● Dataset records
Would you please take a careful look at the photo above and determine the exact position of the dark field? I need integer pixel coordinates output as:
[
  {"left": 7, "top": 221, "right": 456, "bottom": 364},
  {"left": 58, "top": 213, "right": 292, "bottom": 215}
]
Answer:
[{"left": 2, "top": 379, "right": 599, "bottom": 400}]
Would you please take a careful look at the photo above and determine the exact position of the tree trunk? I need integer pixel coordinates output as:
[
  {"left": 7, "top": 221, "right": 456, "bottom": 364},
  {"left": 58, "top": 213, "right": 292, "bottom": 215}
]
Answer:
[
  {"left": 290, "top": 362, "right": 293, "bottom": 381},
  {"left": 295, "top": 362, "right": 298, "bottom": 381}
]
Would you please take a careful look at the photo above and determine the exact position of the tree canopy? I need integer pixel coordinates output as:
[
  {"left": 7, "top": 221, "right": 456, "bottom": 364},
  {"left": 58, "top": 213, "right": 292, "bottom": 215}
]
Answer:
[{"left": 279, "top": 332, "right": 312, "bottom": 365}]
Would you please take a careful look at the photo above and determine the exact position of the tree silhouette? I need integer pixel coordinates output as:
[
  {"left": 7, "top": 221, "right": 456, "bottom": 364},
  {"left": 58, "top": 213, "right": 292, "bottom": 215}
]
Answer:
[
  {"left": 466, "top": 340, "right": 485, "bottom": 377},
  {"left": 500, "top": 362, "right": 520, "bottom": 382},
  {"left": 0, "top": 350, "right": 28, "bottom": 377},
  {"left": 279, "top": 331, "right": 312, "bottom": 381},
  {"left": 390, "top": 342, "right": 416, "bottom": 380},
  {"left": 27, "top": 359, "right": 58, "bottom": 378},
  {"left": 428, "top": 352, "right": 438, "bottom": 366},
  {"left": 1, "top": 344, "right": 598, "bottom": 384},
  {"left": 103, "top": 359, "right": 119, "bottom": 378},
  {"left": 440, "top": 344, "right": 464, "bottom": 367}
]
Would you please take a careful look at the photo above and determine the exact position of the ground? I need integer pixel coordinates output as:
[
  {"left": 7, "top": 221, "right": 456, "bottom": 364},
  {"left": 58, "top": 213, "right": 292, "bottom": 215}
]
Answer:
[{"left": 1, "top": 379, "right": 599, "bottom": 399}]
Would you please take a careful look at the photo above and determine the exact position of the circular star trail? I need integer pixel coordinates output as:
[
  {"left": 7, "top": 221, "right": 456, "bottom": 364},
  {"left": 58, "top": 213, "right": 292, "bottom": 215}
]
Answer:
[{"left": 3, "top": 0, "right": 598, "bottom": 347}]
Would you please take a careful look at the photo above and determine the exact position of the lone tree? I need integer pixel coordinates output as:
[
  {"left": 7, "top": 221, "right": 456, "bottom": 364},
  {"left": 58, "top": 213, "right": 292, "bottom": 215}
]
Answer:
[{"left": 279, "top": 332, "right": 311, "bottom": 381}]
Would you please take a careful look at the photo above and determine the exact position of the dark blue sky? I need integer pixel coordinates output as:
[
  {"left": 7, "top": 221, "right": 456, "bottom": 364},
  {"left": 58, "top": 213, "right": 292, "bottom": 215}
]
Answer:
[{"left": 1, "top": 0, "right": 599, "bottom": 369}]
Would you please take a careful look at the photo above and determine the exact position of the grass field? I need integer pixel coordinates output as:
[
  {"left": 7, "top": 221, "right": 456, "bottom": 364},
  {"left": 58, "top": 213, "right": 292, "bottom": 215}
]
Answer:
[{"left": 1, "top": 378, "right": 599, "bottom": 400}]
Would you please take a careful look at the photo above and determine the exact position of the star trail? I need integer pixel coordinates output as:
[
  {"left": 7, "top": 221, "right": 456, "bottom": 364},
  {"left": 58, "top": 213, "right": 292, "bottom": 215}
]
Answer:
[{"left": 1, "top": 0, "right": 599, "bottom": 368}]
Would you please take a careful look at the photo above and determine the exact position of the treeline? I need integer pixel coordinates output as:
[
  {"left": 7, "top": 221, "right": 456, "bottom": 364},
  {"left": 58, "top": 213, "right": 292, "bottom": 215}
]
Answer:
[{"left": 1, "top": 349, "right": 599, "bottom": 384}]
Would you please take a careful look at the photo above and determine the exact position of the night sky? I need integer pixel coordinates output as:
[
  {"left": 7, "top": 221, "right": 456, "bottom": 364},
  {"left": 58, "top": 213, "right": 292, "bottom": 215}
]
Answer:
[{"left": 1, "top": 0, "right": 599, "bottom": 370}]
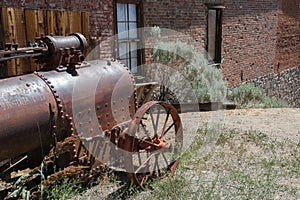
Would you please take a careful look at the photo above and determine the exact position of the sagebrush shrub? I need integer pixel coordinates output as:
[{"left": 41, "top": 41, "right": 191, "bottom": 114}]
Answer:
[
  {"left": 227, "top": 83, "right": 289, "bottom": 108},
  {"left": 152, "top": 41, "right": 227, "bottom": 103}
]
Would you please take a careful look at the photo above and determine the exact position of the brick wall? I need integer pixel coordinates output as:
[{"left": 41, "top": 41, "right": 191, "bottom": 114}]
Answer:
[
  {"left": 141, "top": 0, "right": 206, "bottom": 77},
  {"left": 275, "top": 0, "right": 300, "bottom": 73},
  {"left": 142, "top": 0, "right": 300, "bottom": 88},
  {"left": 222, "top": 0, "right": 280, "bottom": 86},
  {"left": 0, "top": 0, "right": 299, "bottom": 89},
  {"left": 142, "top": 0, "right": 206, "bottom": 53}
]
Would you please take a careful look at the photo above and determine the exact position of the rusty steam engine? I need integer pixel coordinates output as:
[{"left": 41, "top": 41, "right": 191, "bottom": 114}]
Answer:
[{"left": 0, "top": 33, "right": 183, "bottom": 197}]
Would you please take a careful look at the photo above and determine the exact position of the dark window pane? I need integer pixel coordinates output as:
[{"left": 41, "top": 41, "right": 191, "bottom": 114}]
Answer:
[{"left": 208, "top": 9, "right": 216, "bottom": 61}]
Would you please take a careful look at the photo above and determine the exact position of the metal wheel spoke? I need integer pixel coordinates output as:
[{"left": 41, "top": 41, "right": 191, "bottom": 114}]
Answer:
[
  {"left": 128, "top": 102, "right": 183, "bottom": 187},
  {"left": 140, "top": 121, "right": 149, "bottom": 137},
  {"left": 134, "top": 152, "right": 157, "bottom": 174},
  {"left": 137, "top": 138, "right": 158, "bottom": 148},
  {"left": 154, "top": 155, "right": 162, "bottom": 177},
  {"left": 161, "top": 111, "right": 170, "bottom": 138},
  {"left": 162, "top": 152, "right": 169, "bottom": 166},
  {"left": 158, "top": 139, "right": 176, "bottom": 154},
  {"left": 138, "top": 124, "right": 149, "bottom": 138},
  {"left": 155, "top": 106, "right": 161, "bottom": 135},
  {"left": 162, "top": 122, "right": 175, "bottom": 137},
  {"left": 138, "top": 152, "right": 142, "bottom": 166},
  {"left": 149, "top": 110, "right": 158, "bottom": 136}
]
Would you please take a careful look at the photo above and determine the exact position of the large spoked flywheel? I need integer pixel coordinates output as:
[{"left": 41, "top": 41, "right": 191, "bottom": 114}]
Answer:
[{"left": 125, "top": 101, "right": 183, "bottom": 186}]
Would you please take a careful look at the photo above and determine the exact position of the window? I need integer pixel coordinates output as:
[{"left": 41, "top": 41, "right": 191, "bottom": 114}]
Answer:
[
  {"left": 116, "top": 3, "right": 142, "bottom": 74},
  {"left": 207, "top": 6, "right": 223, "bottom": 64}
]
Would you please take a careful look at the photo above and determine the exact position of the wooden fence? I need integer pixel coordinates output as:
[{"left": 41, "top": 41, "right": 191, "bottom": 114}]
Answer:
[{"left": 0, "top": 7, "right": 89, "bottom": 77}]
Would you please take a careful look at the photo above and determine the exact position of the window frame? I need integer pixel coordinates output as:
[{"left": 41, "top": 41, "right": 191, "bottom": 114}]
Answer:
[
  {"left": 114, "top": 0, "right": 144, "bottom": 75},
  {"left": 206, "top": 4, "right": 224, "bottom": 64}
]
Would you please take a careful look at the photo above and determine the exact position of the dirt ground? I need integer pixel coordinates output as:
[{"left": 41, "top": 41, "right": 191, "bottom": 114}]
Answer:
[{"left": 180, "top": 107, "right": 300, "bottom": 145}]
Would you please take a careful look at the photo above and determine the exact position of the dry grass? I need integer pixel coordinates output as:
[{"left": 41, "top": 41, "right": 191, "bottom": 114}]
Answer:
[{"left": 133, "top": 127, "right": 300, "bottom": 200}]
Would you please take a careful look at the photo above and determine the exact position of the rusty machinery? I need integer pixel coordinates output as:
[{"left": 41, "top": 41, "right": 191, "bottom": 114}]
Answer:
[{"left": 0, "top": 33, "right": 183, "bottom": 196}]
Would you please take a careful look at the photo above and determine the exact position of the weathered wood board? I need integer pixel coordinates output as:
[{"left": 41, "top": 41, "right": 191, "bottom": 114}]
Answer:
[{"left": 0, "top": 8, "right": 89, "bottom": 77}]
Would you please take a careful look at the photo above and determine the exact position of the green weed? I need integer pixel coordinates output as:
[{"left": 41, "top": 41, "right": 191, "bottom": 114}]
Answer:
[{"left": 227, "top": 83, "right": 289, "bottom": 108}]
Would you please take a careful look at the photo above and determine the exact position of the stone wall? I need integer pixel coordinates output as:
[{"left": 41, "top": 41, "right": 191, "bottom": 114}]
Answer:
[{"left": 251, "top": 65, "right": 300, "bottom": 107}]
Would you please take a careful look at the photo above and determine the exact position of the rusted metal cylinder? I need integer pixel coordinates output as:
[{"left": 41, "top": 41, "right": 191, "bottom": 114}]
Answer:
[
  {"left": 43, "top": 33, "right": 87, "bottom": 54},
  {"left": 0, "top": 60, "right": 136, "bottom": 162},
  {"left": 0, "top": 74, "right": 57, "bottom": 161},
  {"left": 41, "top": 33, "right": 88, "bottom": 68}
]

● Task item
Search the entries for the string "star" and return each line where it turns up.

● Written answer
Would you please take a careful look at the photo above and determine the exact position of the circular star trail? I need integer pixel coordinates output as:
Would you please take a careful look at the photo above and determine the exact position of the star trail? I need integer pixel coordinates output as:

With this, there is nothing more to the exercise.